• _Passage_:
FRANKFURT — Every year on April 24, the French Cathedral in Berlin welcomes Armenians and Germans to commemorate the anniversary of the 1915 genocide. I usually travel to the capital for the solemn ceremony. In Frankfurt, the historic Paulskirche is the venue for a parallel ceremony that my husband regularly attends.
Every year, but not this year.
Due to the extraordinary circumstances created by the coronavirus pandemic, tradition had to bow to necessity. But a commemoration did take place. Thanks to the AGBU Germany and the Deutsch-Armenisches Forum, prominent members of the Armenian community, as well as representatives of other victimized communities, were able to join with personalities from German political life and talented Armenian musicians, to pay homage to the memory of those who perished. Under the rubric, “Stay Home and Remember,” the relatively new German chapter of the AGBU and the forum founded in 2015 by CDU/CSU parliamentarian Albert Weiler, provided an online encounter for participants from many countries — all appearing from their home offices, often with banners visible: “I stay home, I remember.”
It is important, AGBU Germany President Nadia Gortzounian said, to remember the genocide not only of the Armenians, but — as genocide is a crime against humanity — of all those who have been or are being threatened. In commemorating the death of the victims, we at the same time honoring the resilience of the survivors.

• _Collected data entries_:
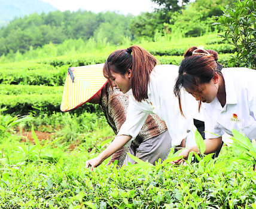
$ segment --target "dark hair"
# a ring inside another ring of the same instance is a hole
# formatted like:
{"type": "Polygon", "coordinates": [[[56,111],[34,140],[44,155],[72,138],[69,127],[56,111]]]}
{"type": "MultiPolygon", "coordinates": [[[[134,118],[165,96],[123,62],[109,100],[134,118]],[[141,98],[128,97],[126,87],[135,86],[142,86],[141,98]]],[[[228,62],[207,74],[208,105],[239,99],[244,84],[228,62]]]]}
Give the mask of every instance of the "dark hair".
{"type": "Polygon", "coordinates": [[[118,50],[109,55],[106,60],[103,72],[113,88],[110,76],[112,70],[124,75],[131,70],[130,82],[136,100],[141,102],[148,98],[148,83],[150,73],[159,63],[158,60],[144,48],[133,45],[125,50],[118,50]]]}
{"type": "Polygon", "coordinates": [[[199,110],[202,103],[199,84],[209,83],[215,73],[223,76],[223,66],[218,63],[218,53],[214,50],[204,50],[192,47],[184,54],[184,59],[181,61],[179,67],[179,75],[174,86],[174,94],[179,100],[179,110],[182,115],[181,108],[181,89],[184,88],[199,94],[200,102],[199,110]]]}

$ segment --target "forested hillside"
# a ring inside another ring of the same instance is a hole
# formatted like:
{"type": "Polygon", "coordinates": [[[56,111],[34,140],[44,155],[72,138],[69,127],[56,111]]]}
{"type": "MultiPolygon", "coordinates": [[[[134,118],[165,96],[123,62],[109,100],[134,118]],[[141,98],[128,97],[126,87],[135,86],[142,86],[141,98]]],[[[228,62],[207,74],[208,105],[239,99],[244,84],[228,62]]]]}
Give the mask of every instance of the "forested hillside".
{"type": "Polygon", "coordinates": [[[112,12],[95,14],[86,11],[34,13],[17,19],[0,30],[0,56],[17,50],[23,53],[31,46],[36,48],[50,42],[58,44],[80,38],[106,39],[117,44],[126,36],[132,38],[128,25],[132,17],[112,12]]]}
{"type": "Polygon", "coordinates": [[[47,14],[57,8],[39,0],[0,0],[0,27],[15,17],[23,17],[34,13],[47,14]]]}
{"type": "Polygon", "coordinates": [[[50,43],[62,44],[68,39],[81,39],[84,42],[90,39],[117,45],[133,40],[155,41],[164,35],[185,38],[220,32],[223,27],[212,25],[217,21],[215,16],[223,13],[219,5],[232,4],[236,0],[186,1],[187,4],[183,7],[178,6],[177,1],[153,1],[161,8],[135,17],[80,10],[34,13],[17,18],[0,29],[0,56],[17,51],[24,54],[31,49],[50,43]],[[171,5],[169,2],[173,2],[171,5]]]}

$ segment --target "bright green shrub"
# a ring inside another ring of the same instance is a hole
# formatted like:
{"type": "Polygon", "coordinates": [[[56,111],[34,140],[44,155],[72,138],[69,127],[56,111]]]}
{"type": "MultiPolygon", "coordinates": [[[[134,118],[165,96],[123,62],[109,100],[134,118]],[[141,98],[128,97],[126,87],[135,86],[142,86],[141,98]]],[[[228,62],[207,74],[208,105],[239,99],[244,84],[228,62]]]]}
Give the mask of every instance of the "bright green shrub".
{"type": "MultiPolygon", "coordinates": [[[[62,99],[62,94],[1,95],[0,107],[7,107],[7,110],[2,112],[3,114],[17,115],[45,113],[49,115],[54,112],[60,112],[62,99]]],[[[83,107],[77,108],[70,112],[79,114],[85,111],[95,112],[95,105],[86,103],[83,107]]]]}
{"type": "Polygon", "coordinates": [[[62,95],[63,87],[48,87],[28,85],[0,85],[1,95],[50,94],[62,95]]]}
{"type": "Polygon", "coordinates": [[[234,4],[232,8],[221,7],[224,14],[215,23],[225,27],[225,33],[220,36],[236,49],[228,64],[256,69],[256,4],[253,0],[238,0],[234,4]]]}
{"type": "MultiPolygon", "coordinates": [[[[24,63],[23,64],[25,64],[24,63]]],[[[5,66],[8,66],[6,64],[5,66]]],[[[13,69],[7,67],[1,70],[0,84],[63,85],[68,67],[66,66],[54,67],[50,65],[37,63],[33,64],[32,70],[26,68],[25,65],[21,67],[13,69]]]]}

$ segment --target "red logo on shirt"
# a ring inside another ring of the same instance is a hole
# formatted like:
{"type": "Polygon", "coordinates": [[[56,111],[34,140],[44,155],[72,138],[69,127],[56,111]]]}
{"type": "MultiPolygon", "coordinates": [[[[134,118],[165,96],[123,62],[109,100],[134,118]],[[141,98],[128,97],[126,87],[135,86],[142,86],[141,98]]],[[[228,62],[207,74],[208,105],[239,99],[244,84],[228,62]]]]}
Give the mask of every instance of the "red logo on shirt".
{"type": "Polygon", "coordinates": [[[236,115],[235,113],[233,114],[233,118],[234,118],[234,119],[237,118],[237,115],[236,115]]]}

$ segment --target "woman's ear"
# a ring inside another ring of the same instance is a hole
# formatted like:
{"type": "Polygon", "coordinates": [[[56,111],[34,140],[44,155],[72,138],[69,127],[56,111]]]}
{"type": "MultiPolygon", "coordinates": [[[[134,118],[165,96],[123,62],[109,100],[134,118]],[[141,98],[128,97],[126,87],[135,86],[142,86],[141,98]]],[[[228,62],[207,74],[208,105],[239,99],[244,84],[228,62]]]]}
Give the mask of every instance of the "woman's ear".
{"type": "Polygon", "coordinates": [[[214,77],[212,77],[212,79],[214,81],[214,84],[217,84],[219,82],[219,75],[217,73],[215,73],[214,75],[214,77]]]}
{"type": "Polygon", "coordinates": [[[126,72],[126,73],[127,73],[127,75],[128,75],[128,76],[129,76],[129,78],[130,78],[131,73],[132,73],[132,70],[129,69],[127,70],[127,72],[126,72]]]}

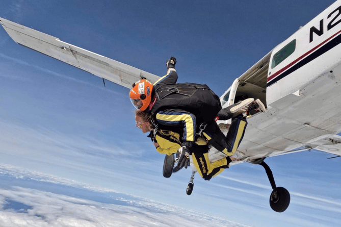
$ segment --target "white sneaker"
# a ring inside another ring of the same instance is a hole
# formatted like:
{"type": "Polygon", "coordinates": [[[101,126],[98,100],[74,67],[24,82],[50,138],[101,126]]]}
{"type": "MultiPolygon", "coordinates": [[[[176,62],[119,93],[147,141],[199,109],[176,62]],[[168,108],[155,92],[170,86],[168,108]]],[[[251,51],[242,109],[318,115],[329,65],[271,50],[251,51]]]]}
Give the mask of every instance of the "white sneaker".
{"type": "Polygon", "coordinates": [[[220,123],[218,126],[222,132],[228,132],[228,130],[230,129],[230,124],[220,123]]]}
{"type": "Polygon", "coordinates": [[[265,106],[263,104],[259,98],[255,100],[251,105],[249,106],[249,110],[255,110],[257,111],[261,111],[264,113],[265,113],[266,110],[265,109],[265,106]]]}
{"type": "Polygon", "coordinates": [[[232,114],[232,116],[236,117],[241,114],[245,113],[248,110],[249,106],[250,106],[254,100],[252,98],[247,98],[231,107],[230,109],[230,112],[232,114]]]}
{"type": "Polygon", "coordinates": [[[242,158],[243,156],[244,156],[244,155],[245,155],[245,154],[244,153],[243,153],[243,152],[239,152],[238,150],[236,150],[235,152],[234,153],[234,154],[233,154],[233,155],[230,157],[230,158],[231,159],[231,160],[232,161],[235,161],[235,160],[238,160],[240,159],[241,158],[242,158]]]}

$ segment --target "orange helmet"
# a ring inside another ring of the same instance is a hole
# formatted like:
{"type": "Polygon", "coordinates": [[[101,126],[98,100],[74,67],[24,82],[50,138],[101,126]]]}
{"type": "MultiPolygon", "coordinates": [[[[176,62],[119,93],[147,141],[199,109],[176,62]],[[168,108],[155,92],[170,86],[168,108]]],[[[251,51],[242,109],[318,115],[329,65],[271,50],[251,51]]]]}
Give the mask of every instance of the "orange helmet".
{"type": "Polygon", "coordinates": [[[146,80],[138,81],[130,89],[129,96],[138,110],[145,110],[151,102],[153,85],[146,80]]]}

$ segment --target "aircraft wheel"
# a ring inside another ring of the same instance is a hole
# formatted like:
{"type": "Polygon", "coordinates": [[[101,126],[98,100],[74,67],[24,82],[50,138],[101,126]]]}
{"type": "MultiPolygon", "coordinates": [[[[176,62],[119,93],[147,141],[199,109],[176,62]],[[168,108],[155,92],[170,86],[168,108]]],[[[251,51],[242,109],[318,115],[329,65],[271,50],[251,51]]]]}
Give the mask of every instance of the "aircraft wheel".
{"type": "Polygon", "coordinates": [[[290,194],[281,187],[277,188],[277,192],[272,191],[270,195],[270,207],[276,212],[282,212],[289,206],[290,194]]]}
{"type": "Polygon", "coordinates": [[[164,169],[162,172],[164,176],[166,178],[170,178],[170,176],[172,175],[174,162],[174,154],[171,155],[166,155],[164,161],[164,169]]]}
{"type": "Polygon", "coordinates": [[[188,195],[190,195],[191,194],[192,194],[192,191],[193,190],[193,187],[194,187],[194,183],[193,182],[189,182],[187,185],[186,193],[188,195]]]}

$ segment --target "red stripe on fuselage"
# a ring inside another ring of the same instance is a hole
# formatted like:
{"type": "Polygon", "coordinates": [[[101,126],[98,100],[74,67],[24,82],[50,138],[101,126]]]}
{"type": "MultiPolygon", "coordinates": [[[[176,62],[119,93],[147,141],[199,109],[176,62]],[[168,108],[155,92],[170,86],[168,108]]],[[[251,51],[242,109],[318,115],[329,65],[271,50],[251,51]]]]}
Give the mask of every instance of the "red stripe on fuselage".
{"type": "Polygon", "coordinates": [[[281,73],[283,72],[283,71],[285,71],[286,69],[287,69],[288,68],[290,68],[291,66],[292,66],[294,65],[294,64],[296,64],[298,61],[300,61],[301,60],[302,60],[303,58],[306,57],[306,56],[307,56],[308,55],[309,55],[309,54],[311,54],[311,52],[312,52],[313,51],[315,51],[316,49],[317,49],[318,48],[320,47],[321,46],[322,46],[322,45],[323,45],[324,44],[326,43],[327,42],[328,42],[328,41],[329,41],[330,39],[331,39],[332,38],[333,38],[333,37],[334,37],[336,35],[337,35],[338,34],[340,33],[340,32],[341,32],[341,31],[338,31],[338,32],[337,32],[336,33],[334,34],[334,35],[333,35],[332,36],[331,36],[331,37],[330,37],[329,38],[328,38],[328,39],[326,39],[325,41],[324,41],[322,42],[322,43],[320,43],[320,44],[319,44],[319,45],[318,45],[317,46],[315,46],[315,47],[314,47],[314,48],[313,48],[312,49],[310,49],[310,51],[309,51],[308,52],[307,52],[307,53],[306,53],[305,54],[304,54],[303,55],[302,55],[302,56],[301,56],[301,57],[300,57],[299,58],[298,58],[297,59],[296,59],[296,60],[295,60],[295,61],[293,61],[293,62],[292,62],[291,63],[290,63],[290,64],[289,64],[288,65],[287,65],[286,66],[285,66],[285,67],[284,67],[284,68],[282,68],[281,69],[280,69],[280,70],[277,71],[275,73],[274,73],[273,75],[271,75],[271,77],[268,77],[268,82],[269,82],[270,81],[271,81],[271,80],[272,80],[273,79],[274,79],[274,78],[275,78],[275,77],[277,77],[277,75],[279,75],[280,73],[281,73]]]}

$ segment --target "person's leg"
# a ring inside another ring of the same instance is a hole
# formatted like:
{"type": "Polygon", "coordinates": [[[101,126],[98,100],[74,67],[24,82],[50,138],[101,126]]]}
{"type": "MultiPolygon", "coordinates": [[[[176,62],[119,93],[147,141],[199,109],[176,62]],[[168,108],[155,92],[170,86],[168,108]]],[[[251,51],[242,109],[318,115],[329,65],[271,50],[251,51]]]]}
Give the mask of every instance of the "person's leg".
{"type": "Polygon", "coordinates": [[[209,144],[228,156],[231,156],[234,154],[242,141],[247,125],[246,119],[240,114],[232,118],[226,136],[215,122],[208,124],[203,134],[207,138],[209,144]]]}

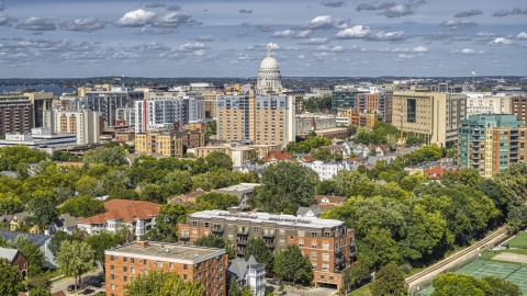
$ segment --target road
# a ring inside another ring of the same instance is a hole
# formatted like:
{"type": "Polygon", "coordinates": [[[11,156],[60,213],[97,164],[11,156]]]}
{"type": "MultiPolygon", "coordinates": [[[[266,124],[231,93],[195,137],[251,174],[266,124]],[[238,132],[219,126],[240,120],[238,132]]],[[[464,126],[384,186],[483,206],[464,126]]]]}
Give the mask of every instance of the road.
{"type": "MultiPolygon", "coordinates": [[[[102,269],[98,267],[96,271],[90,272],[90,273],[85,273],[82,275],[82,287],[90,286],[91,284],[96,283],[96,280],[98,278],[99,275],[102,274],[102,269]]],[[[97,280],[98,282],[99,280],[97,280]]],[[[67,293],[67,288],[69,285],[75,284],[74,277],[66,277],[58,280],[57,282],[54,282],[52,284],[52,293],[64,291],[67,293]]],[[[100,288],[94,288],[96,292],[102,291],[100,288]]]]}

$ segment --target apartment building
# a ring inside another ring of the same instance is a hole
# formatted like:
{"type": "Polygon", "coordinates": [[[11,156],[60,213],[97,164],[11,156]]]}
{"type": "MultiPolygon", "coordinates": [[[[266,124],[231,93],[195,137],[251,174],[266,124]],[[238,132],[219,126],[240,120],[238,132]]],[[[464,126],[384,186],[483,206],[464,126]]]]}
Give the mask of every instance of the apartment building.
{"type": "Polygon", "coordinates": [[[288,145],[295,139],[294,96],[221,95],[217,138],[256,145],[288,145]]]}
{"type": "Polygon", "coordinates": [[[106,250],[104,255],[109,296],[124,296],[127,284],[152,270],[175,272],[186,282],[199,281],[205,296],[227,295],[224,249],[137,241],[106,250]]]}
{"type": "Polygon", "coordinates": [[[135,152],[182,157],[188,149],[205,145],[205,133],[202,130],[156,130],[135,134],[135,152]]]}
{"type": "Polygon", "coordinates": [[[21,94],[0,94],[0,136],[25,134],[34,126],[33,104],[21,94]]]}
{"type": "Polygon", "coordinates": [[[310,258],[316,286],[339,289],[344,285],[341,272],[357,254],[354,231],[344,221],[236,210],[188,215],[187,223],[178,226],[180,242],[193,244],[199,237],[213,234],[233,243],[239,257],[245,255],[247,242],[254,237],[264,239],[274,253],[294,243],[310,258]]]}
{"type": "Polygon", "coordinates": [[[392,124],[439,147],[456,144],[466,112],[466,94],[415,90],[393,93],[392,124]]]}
{"type": "Polygon", "coordinates": [[[90,236],[98,235],[101,230],[115,232],[119,227],[128,227],[141,238],[156,225],[160,207],[161,205],[150,202],[111,200],[104,203],[104,213],[77,220],[77,227],[90,236]]]}
{"type": "Polygon", "coordinates": [[[86,145],[100,143],[103,119],[100,112],[53,109],[43,112],[43,125],[55,134],[76,134],[77,145],[86,145]]]}
{"type": "Polygon", "coordinates": [[[461,122],[458,166],[492,177],[527,159],[527,127],[516,115],[469,115],[461,122]]]}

• _Questions_:
1. Echo the stretch of the commemoration article from "It is important, AGBU" through "of the survivors.".
2. Proceed with the article on the online genocide commemoration, picking up right after its last sentence.
The data shown here was gathered from a separate source.

• _Task responses_:
1.
It is important, AGBU Germany President Nadia Gortzounian said, to remember the genocide not only of the Armenians, but — as genocide is a crime against humanity — of all those who have been or are being threatened. In commemorating the death of the victims, we at the same time honoring the resilience of the survivors.

2.
Thus, Dariyel Damir, representing the Aramaic community in Germany, noted that it is usually on June 15 that they join with Armenians and Greeks, to commemorate massacres of their people in Mardin, Urfa and so many other Ottoman locations. Just two days earlier, they had gathered to remember the more recent persecutions of Christians in war-torn Syria and Iraq; it was seven years ago on that day that two Archbishops had been kidnapped and not seen since. Damir recalled the words of Interior Minister Talaat Pasha a century ago, who explained that the Young Turks aimed to utilize the conditions created by the world war to rid the Ottoman empire of its Christian populations without being disturbed.
Messages came also from representatives of communities persecuted by Nazism. Emran Elmazi, read a message by Romani Rose, chairman of the Central Council of the Sinti and Roma, communities subjected to the worst crimes of Hitler. Traumatized, like the Armenians, they too demand recognition; it is not only a question of justice but also a means of defeating racism in today’s world.